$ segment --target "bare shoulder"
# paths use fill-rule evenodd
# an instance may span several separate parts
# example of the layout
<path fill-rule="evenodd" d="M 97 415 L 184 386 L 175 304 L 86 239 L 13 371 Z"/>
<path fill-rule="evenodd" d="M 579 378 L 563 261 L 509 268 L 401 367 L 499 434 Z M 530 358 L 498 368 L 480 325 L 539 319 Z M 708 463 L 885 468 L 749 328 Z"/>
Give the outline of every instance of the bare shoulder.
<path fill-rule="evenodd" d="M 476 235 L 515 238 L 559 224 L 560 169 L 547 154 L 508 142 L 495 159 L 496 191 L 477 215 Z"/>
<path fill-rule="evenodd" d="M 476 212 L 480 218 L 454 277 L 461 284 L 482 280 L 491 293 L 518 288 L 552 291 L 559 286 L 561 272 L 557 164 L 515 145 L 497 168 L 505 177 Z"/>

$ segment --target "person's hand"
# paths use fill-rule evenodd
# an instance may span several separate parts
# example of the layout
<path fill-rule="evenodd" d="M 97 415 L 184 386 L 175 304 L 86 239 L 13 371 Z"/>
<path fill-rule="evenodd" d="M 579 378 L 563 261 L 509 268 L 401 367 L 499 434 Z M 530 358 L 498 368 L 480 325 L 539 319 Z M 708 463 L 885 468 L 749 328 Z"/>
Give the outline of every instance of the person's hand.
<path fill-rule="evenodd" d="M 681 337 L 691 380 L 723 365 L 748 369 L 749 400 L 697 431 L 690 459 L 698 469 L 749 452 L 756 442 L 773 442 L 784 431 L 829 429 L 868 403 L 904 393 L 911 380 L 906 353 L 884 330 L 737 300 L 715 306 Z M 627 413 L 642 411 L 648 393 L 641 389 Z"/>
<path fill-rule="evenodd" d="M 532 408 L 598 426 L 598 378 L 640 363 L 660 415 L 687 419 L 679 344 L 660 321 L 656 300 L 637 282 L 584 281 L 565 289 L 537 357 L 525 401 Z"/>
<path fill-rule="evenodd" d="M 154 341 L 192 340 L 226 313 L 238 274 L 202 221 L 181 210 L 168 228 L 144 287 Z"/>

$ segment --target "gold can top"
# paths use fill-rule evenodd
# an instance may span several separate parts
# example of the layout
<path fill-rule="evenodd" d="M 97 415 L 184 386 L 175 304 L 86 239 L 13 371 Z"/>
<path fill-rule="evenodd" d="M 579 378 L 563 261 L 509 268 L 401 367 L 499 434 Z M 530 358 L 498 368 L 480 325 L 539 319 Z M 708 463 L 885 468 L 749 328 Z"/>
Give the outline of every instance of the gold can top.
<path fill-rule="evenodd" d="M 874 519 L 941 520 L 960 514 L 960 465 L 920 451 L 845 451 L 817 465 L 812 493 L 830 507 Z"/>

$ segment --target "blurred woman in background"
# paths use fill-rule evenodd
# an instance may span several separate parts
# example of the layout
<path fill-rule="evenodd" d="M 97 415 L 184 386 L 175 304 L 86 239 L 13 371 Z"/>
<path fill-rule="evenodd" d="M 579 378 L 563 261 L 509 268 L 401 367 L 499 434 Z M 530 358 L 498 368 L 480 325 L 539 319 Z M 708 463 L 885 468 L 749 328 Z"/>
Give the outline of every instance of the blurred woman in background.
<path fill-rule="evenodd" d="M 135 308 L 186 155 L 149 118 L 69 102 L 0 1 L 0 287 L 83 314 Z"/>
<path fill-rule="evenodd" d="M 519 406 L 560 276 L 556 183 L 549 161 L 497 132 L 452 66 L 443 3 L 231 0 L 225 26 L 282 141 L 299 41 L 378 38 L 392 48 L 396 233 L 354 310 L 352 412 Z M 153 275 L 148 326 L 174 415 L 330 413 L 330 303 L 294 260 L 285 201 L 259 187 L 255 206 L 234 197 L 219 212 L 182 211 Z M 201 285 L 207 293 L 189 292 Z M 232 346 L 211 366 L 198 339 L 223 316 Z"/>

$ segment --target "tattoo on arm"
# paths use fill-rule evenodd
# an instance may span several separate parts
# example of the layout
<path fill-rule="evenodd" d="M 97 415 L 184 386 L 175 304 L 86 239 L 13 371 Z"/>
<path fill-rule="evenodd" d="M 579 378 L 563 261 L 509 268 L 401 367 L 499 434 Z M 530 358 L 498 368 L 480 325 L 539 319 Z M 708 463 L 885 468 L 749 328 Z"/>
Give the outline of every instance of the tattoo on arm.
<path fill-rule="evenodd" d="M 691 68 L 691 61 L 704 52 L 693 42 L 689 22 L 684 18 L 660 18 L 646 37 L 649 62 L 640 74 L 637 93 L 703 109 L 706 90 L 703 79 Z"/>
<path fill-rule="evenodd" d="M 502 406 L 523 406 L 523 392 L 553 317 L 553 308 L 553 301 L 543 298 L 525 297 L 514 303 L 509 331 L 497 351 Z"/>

-.-.-

> _WRITTEN EXERCISE_: Please reproduce the data from its first line through the line containing "476 212 L 480", requests included, and multiply every coordinate in the answer outlines by 0.75, rounding to whole numbers with halves going up. Keep the numbers in the requests and format samples as they are, and return only those lines.

> _SOLVED PROBLEM_:
$ segment --target "bare shoulder"
# paths use fill-rule evenodd
# an instance may span several separate parts
# example of the layout
<path fill-rule="evenodd" d="M 97 415 L 184 386 L 175 304 L 86 239 L 13 371 Z"/>
<path fill-rule="evenodd" d="M 579 378 L 563 261 L 509 268 L 401 367 L 499 434 Z M 530 358 L 498 368 L 480 325 L 539 319 Z M 708 463 L 885 468 L 749 328 Z"/>
Give the outline of every instance of the bare shoulder.
<path fill-rule="evenodd" d="M 357 176 L 386 179 L 419 168 L 420 127 L 410 116 L 381 107 L 371 119 L 372 143 L 358 161 Z"/>
<path fill-rule="evenodd" d="M 357 159 L 360 164 L 341 208 L 346 213 L 362 210 L 368 220 L 389 216 L 414 218 L 419 215 L 421 204 L 418 123 L 386 109 L 373 126 L 379 133 Z"/>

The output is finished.